What to do: Rewrite the part of the records that opens with the line containing "Question. For every instance of the tree" and runs through the end of the records, replacing "marker" with "point" and keeping everything else unchanged.

— START Data excerpts —

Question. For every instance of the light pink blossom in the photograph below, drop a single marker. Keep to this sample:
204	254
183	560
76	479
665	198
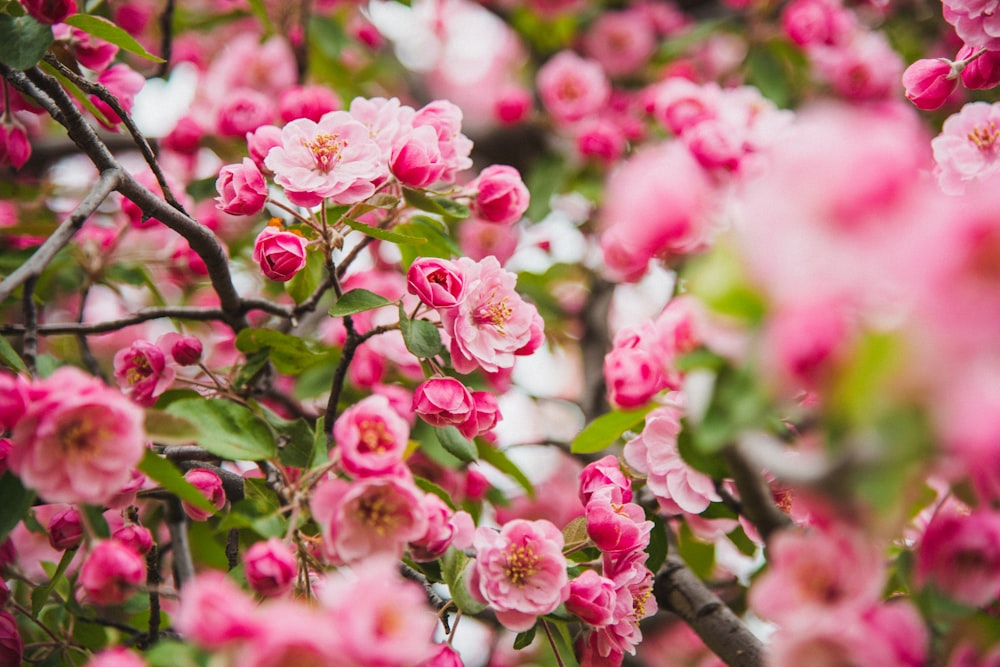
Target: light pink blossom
334	159
78	440
520	571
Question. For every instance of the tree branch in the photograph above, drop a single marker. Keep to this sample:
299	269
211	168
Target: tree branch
678	590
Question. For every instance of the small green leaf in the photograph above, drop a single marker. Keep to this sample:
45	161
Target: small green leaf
606	429
228	430
15	501
166	474
23	41
357	301
524	639
457	444
11	358
383	234
421	337
499	460
103	29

— END Data excerpts —

Finished task:
Question. For every instance of the tree branch in the photograph above, drop a single point. Keep to this sample:
299	269
211	168
Target: tree branch
678	590
Question. For every instance of the small green leaf in the photograph above, drop a single point. Keep to this sample:
45	161
Target: small green leaf
606	429
228	430
15	501
166	474
23	41
357	301
524	639
457	444
11	358
383	234
421	337
499	460
103	29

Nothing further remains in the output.